How many lines in the items below contain the string "person"? Reply with the number alone.

### Data lines ###

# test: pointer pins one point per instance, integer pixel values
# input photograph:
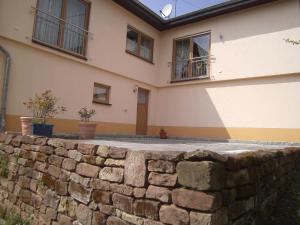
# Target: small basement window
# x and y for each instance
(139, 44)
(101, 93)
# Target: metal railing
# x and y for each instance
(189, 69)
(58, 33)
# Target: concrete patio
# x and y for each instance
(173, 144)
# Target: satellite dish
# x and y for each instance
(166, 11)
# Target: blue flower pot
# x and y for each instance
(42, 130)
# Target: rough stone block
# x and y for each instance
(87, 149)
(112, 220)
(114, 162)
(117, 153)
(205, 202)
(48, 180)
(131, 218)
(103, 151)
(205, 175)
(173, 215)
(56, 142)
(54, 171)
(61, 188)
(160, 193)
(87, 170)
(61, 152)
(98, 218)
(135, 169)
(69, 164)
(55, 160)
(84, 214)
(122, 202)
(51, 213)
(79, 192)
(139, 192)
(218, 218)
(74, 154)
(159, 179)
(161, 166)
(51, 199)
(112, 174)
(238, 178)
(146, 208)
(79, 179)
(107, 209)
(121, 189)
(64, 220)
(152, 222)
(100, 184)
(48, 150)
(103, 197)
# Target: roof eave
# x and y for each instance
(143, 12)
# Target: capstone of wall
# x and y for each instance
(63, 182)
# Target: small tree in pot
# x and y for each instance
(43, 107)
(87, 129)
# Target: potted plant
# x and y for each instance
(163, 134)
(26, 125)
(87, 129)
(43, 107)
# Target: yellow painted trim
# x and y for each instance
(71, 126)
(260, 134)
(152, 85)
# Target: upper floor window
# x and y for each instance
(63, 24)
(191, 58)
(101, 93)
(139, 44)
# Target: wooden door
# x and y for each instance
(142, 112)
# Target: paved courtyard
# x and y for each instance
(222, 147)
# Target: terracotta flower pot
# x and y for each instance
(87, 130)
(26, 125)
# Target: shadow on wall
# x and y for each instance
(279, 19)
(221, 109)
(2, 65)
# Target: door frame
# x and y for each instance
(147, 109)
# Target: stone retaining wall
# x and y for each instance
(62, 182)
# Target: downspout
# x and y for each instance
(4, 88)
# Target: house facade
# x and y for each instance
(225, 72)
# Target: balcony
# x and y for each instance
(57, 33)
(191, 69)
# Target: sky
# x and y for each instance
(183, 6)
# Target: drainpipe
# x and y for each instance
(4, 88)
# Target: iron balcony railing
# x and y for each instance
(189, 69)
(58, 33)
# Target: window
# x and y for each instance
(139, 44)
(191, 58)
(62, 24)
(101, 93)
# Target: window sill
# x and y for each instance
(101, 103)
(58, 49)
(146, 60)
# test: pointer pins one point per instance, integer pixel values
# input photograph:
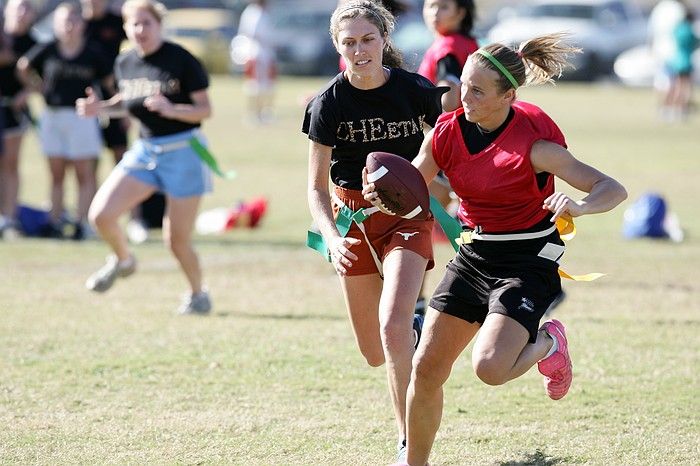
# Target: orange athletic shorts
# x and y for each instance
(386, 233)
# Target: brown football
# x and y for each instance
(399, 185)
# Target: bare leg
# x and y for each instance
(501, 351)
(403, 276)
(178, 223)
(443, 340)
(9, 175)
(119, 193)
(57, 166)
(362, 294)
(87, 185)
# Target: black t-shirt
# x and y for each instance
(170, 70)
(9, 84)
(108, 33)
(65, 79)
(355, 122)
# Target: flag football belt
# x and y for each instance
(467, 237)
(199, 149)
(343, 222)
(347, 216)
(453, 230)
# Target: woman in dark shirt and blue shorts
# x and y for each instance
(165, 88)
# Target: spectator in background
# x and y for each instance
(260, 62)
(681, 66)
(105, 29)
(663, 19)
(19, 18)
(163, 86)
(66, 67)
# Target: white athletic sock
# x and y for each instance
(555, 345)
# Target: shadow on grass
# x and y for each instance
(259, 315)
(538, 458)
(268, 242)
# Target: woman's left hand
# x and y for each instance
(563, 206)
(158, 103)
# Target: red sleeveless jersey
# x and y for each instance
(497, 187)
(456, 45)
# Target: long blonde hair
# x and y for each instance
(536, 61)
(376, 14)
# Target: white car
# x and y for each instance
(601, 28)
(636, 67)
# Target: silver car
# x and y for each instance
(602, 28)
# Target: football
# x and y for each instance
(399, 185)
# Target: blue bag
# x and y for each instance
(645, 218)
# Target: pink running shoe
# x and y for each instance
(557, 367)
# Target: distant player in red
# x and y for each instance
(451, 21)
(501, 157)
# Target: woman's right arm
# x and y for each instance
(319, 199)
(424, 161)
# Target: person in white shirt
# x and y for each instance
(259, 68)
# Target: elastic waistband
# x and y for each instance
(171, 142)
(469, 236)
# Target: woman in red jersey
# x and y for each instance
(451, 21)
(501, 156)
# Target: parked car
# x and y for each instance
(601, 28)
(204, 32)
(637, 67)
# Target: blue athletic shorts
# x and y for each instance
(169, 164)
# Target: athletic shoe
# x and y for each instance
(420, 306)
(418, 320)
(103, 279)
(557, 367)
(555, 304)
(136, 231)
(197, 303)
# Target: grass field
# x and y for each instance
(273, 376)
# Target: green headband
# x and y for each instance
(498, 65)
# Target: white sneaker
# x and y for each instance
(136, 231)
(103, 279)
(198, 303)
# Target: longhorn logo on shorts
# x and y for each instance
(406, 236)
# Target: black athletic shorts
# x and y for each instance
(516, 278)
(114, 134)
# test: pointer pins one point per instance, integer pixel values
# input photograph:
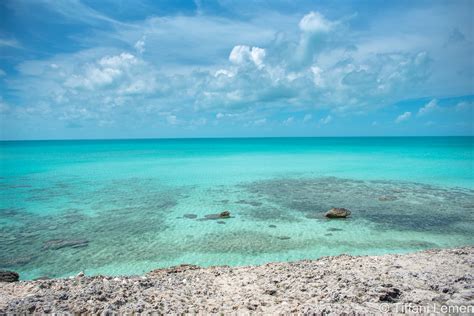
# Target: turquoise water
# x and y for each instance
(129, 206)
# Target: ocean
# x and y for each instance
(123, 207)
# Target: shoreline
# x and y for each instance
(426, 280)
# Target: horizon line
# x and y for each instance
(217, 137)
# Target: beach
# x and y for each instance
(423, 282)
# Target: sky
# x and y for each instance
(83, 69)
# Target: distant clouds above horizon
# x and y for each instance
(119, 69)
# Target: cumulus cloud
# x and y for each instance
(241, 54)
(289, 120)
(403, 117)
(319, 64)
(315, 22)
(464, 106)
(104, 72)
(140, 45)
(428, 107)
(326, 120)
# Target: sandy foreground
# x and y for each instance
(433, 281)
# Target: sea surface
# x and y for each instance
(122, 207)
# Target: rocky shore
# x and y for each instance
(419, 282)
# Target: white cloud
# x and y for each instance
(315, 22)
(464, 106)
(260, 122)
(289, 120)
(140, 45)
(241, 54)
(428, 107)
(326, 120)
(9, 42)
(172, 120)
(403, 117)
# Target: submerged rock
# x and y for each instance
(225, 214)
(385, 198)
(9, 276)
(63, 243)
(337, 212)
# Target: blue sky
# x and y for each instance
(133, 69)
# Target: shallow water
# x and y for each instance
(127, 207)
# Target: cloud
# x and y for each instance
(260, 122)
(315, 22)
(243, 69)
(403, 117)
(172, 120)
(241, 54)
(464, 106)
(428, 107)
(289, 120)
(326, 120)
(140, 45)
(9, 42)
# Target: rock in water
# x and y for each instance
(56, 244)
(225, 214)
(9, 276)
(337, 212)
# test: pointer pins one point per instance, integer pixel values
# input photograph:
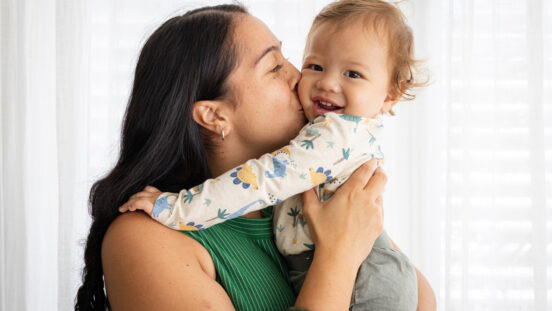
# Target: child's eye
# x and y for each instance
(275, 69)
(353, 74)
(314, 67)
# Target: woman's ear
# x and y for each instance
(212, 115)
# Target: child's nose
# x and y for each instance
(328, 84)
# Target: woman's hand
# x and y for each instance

###
### Data lines ###

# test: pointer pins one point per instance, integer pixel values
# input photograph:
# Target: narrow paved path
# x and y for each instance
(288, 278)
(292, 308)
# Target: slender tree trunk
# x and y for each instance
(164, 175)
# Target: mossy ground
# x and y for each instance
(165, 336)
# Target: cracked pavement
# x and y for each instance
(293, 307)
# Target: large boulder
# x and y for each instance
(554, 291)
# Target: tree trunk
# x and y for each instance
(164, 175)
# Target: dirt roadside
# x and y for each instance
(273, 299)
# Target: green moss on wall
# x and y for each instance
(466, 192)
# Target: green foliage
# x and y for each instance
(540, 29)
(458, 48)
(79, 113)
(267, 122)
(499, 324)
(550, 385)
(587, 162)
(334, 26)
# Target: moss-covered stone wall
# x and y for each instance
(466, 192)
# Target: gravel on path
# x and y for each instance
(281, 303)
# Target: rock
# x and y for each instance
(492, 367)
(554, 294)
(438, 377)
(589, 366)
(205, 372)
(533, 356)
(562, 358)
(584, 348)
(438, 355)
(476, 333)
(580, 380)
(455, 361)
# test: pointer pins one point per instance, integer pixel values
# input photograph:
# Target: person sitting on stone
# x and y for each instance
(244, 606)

###
### Data lines ###

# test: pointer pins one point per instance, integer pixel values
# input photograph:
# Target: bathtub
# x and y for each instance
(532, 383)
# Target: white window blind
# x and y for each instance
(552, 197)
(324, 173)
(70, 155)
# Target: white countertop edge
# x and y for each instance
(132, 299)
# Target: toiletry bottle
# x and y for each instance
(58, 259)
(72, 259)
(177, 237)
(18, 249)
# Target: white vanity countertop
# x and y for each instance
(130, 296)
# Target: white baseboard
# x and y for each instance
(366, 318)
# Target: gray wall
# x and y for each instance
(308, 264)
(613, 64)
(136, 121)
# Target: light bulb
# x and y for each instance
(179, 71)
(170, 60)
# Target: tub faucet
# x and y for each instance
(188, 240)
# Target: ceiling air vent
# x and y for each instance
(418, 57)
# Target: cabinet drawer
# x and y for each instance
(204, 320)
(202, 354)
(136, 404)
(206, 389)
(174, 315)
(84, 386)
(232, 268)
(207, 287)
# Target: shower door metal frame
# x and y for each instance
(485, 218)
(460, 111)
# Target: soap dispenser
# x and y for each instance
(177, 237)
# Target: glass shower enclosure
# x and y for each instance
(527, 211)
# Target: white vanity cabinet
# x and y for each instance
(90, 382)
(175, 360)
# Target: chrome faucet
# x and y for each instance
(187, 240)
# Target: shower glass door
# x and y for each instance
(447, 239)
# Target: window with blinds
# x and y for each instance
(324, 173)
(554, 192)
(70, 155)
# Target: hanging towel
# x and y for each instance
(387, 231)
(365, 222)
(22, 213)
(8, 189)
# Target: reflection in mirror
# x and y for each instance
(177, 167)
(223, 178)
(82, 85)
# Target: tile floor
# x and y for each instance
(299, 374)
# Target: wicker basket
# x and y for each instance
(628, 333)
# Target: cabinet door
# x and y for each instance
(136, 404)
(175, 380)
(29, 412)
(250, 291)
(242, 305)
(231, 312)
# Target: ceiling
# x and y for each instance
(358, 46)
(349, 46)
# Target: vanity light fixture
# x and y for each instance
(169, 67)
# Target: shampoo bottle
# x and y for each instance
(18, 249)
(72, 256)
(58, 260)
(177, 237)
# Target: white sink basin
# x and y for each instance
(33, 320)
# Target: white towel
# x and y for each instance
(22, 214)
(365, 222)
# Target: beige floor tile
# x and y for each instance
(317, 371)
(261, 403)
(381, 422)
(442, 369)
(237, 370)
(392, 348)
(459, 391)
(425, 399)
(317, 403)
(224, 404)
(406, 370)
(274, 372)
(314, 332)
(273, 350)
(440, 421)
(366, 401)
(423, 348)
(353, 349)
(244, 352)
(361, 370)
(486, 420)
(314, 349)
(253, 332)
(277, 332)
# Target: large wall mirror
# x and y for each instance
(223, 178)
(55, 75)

###

#### Solution for this task:
2